#### EXERCISE GOAL:
Reproduce verbatim the portion of the story about Heaven and Hell below that begins with the words containing "The Lord led" and ends with "misery and suffering.".

#### DOCUMENT PASSAGE:
My best friend, Cindy, sent me this yesterday:
A holy man was having a conversation with the Lord one day and said, "Lord, I would like to know what Heaven and Hell are like."
The Lord led the holy man to two doors.
He opened one of the doors and the holy man looked in. In the middle of the room was a large round table. In the middle of the table was a large pot of stew, which smelled delicious and made the holy man's mouth water. The people sitting around the table were thin and sickly. They appeared to be famished. They were holding spoons with very long handles that were strapped to their arms and each found it possible to reach into the pot of stew and take a spoonful. But because the handle was longer than their arms, they could not get the spoons back into their mouths.
The holy man shuddered at the sight of their misery and suffering.
The Lord said, "You have seen hell."
They went to the next room and opened the door. It was exactly the same as the first one. There was the large round table with the large pot of stew which made the holy man's mouth water. The people were equipped with the same long-handled spoons, but here the people were well nourished and plump, laughing and talking. The holy man said, "I don't understand."
It is simple," said the Lord. "It requires but one skill. You see they have learned to feed each other, while the greedy think only of themselves."

#### PROVIDED DATA:
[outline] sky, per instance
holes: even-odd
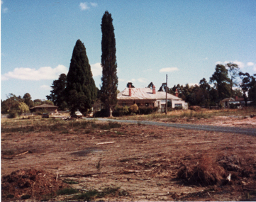
[[[194,85],[217,64],[256,74],[256,0],[2,0],[1,99],[46,99],[79,39],[101,82],[102,16],[112,16],[118,86]]]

#### RIGHT ANSWER:
The Lord led the holy man to two doors.
He opened one of the doors and the holy man looked in. In the middle of the room was a large round table. In the middle of the table was a large pot of stew, which smelled delicious and made the holy man's mouth water. The people sitting around the table were thin and sickly. They appeared to be famished. They were holding spoons with very long handles that were strapped to their arms and each found it possible to reach into the pot of stew and take a spoonful. But because the handle was longer than their arms, they could not get the spoons back into their mouths.
The holy man shuddered at the sight of their misery and suffering.